#### Source extract

####################

A Brief History
On September 1, 1983, a fighter plane of the Air Force of the Union of Soviet Socialist Republics (USSR or Soviet Union) shot down an unarmed civilian passenger plane that had accidentally entered Soviet air space, killing all 269 people aboard. Shooting down airliners was just one of the dirty tricks pulled by the Soviet Union over the years, against foreigners and against their own people, especially non-Russian Soviets. Here we list 10 of those incidents, reason we do not mourn the passing of the Soviet Union. What incidents would you include in this list? (Hint: There are plenty to choose from!)
Digging Deeper
1. Korean Air Lines Flight 007, 1983.
As noted above, this KAL Boeing 747 jumbo jet was shot down by a Soviet Su-15 interceptor with air to air missiles, after firing warning shots from its cannon, shots that were not seen by the pilots of the airliner. Despite the easily recognizable profile of the 747, the Soviets claimed they thought the plane was a US spy plane. Of course, at first, the Soviets denied any involvement with shooting the jetliner down, but later came up with the spy plane excuse. The 747 was on its way to Seoul, South Korea from New York (via Alaska) and for some reason strayed over Soviet air space on the way. The 747 may well have been drawn off course by Soviet electronic warfare methods, as they regularly attempted to draw US military planes into Soviet air space during the Cold War. Among the dead was a US Congressman, Representative Larry MacDonald from Georgia. The Soviets found the wreckage and recovered the “black box” recorder, but kept this find secret until 1993, after the dissolution of the Soviet Union.
2. Poland Stab in the Back, 1939.
The German-Soviet Non-Aggression Pact of August 23, 1939, enabled Adolf Hitler and his German military to a free hand in invading Poland on September 1, 1939. Had Joe Stalin not signed this “deal with the Devil” it is unlikely Germany could have risked Soviet interference with an invasion of Poland, and may have averted World War II in Europe, at least for a while. Topping off this underhanded deal, the Red Army invaded Poland on September 17, 1939 while the Polish Army was thoroughly tied up fighting Germans. The Soviets, with a prearranged deal with the Germans, occupied and annexed almost half of Poland.
3. Katyn Massacre, 1940.
It is bad enough the Soviets attacked and enslaved their neighbor, Poland in 1939, but in order to better control the Polish people the Soviets, under the guidance of Joseph Stalin, murdered 22.000 leading Poles, including 8000 military officers, police officers and officials, government officials, and assorted intelligentsia deemed to pose a threat to Soviet occupation. In 1943 the German Army, no longer allied with the Soviets, discovered the mass graves in the Katyn Forest of Poland and announced the atrocity by the Soviet Communists to the world. Of course, as usual, the Soviets denied responsibility and blamed the Germans. The Soviet Union denied responsibility for the massacre all the way until 1990 on the verge of the break up of the Soviet Union. Russia later confirmed Soviet guilt for the murders.

####################

#### Listed records

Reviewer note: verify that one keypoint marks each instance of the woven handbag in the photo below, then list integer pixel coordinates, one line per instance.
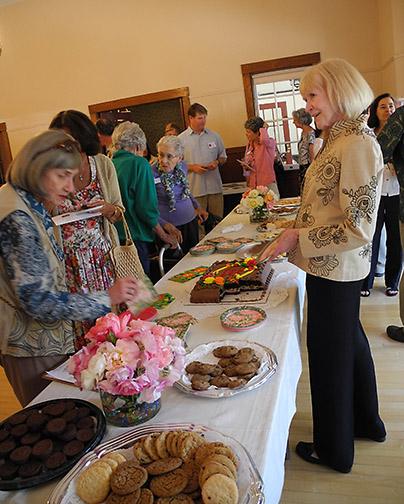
(125, 257)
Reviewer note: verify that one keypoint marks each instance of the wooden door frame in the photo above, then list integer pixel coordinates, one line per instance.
(5, 151)
(250, 69)
(179, 93)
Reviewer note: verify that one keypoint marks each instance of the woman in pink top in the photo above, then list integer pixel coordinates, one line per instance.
(259, 154)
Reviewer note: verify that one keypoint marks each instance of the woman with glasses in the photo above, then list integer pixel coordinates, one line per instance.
(175, 201)
(36, 307)
(87, 243)
(138, 192)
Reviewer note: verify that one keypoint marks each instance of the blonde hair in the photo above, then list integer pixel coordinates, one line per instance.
(45, 151)
(347, 90)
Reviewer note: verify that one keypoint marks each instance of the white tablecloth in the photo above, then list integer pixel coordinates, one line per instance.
(260, 418)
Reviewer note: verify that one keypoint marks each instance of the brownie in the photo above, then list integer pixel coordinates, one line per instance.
(70, 415)
(21, 455)
(31, 469)
(73, 448)
(85, 434)
(18, 431)
(42, 449)
(69, 433)
(17, 419)
(8, 471)
(85, 422)
(30, 438)
(83, 411)
(6, 447)
(56, 460)
(56, 426)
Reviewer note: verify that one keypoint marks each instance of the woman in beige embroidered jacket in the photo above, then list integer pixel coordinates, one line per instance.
(331, 242)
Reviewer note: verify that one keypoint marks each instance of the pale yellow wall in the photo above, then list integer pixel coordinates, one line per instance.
(59, 55)
(391, 37)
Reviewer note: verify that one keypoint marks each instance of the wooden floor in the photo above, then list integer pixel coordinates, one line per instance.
(378, 473)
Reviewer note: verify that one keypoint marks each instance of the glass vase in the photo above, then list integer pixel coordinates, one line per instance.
(124, 411)
(259, 214)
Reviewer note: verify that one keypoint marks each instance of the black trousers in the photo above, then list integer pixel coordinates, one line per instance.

####################

#### Given request 1
Please say whether each statement agrees with the article on Soviet incidents, answering yes or no and quoting the words from it that decide. (a) The Soviets kept the recovery of the airliner's "black box" recorder secret until 1993. (b) The Red Army invaded Poland on September 1, 1939. (c) The German Army discovered the mass graves in the Katyn Forest in 1943.
#### Given request 2
Carry on the article on Soviet incidents from its last sentence.

#### Final answer 1
(a) Yes: "kept this find secret until 1993"
(b) No: "the Red Army invaded Poland on September 17, 1939"
(c) Yes: "In 1943 the German Army, no longer allied with the Soviets, discovered the mass graves in the Katyn Forest of Poland"

#### Final answer 2
4. Holodomor (Ukraine Famine), 1932-1933.
Quite possibly the worst of all the Soviet atrocities, this man-made famine killed somewhere between 2 million and 12 million Ukrainians (7 to 10 million are generally accepted numbers) in a genocide that far outstrips the Holocaust! The Ukraine was the “breadbasket” of the Soviet Union, with vast farms of various grains. The Soviet Army seized the harvest from the farmers and shipped the foodstuffs out of the Ukraine, leaving little for the farmers, their families, and other Ukrainians to eat. This systematic starvation and weakening of the Ukrainian population was meant to stifle any movement toward independence by Ukrainians, that are a different nationality and speak a different (though similar) language from the Russians that ruled the Soviet Empire. The Soviets refused to acknowledge the horrible event in any way until 1987, and even then the famine was largely either denied or claimed to be caused by natural events. Only in the 21st Century has Russia (sort of) admitted the Soviets caused the terrible famine, but still deny genocide.
5. Mistreatment of German POW’s, 1945-1956.
During World War II, the fighting between the forces of Germany and the Soviet Union was brutal, and prisoners were mistreated and starved on both sides. Both sides often shot prisoners without bothering to remove them to prisoner of war camps. Soviets even sometimes imprisoned their own people that had been repatriated after being prisoners of Germany, or even shot, for having the audacity to have been taken prisoner in the first place! Any regime this cruel to their own people could not be expected to treat enemy combatants with compassion. The Soviets repatriated about 2 million German POW’s after the war, often not until years after using them as slave labor. Another million or so German POW’s died in Soviet custody, from malnutrition, exposure, and overwork. Of the 90,000 German prisoners taken at Stalingrad, only 5000 ever returned alive to Germany. Soviet claims of only 300,000 or so Germans dying in Soviet custody are ridiculous. The only mitigation for such illegal treatment of prisoners is that the Germans were likewise criminal in their treatment of Soviet prisoners and had massacred so many Soviet people that the Soviets were acting in revenge and rage. (One estimate of 5.3 million Soviets taken prisoner by Germany, only 1.6 million returned to the Soviet Union alive!)
6. Great Purge (Great Terror), 1936-1938.
Somewhere between 681,000 and 1,750,000 Soviet citizens were murdered under orders of paranoid and despotic dictator Joseph Stalin between 1936 and 1938. Stalin and his tight circle of ruling communists feared plots and plans of coups or assassinations at every turn, and preemptively killed anyone they thought might possibly pose a threat to their own power and wellbeing. Military officers, many of high rank, party officials, government officials, teacher, clerics, intelligentsia and others were scooped up by secret police and shot or gassed in mobile execution vans, often after being tortured for information. This paranoid slaughter of educated people resulted in a severe deficit of military and scientific talent at the beginning of World War II, nearly costing the Soviets the war.
7. Rape of German Women, 1945.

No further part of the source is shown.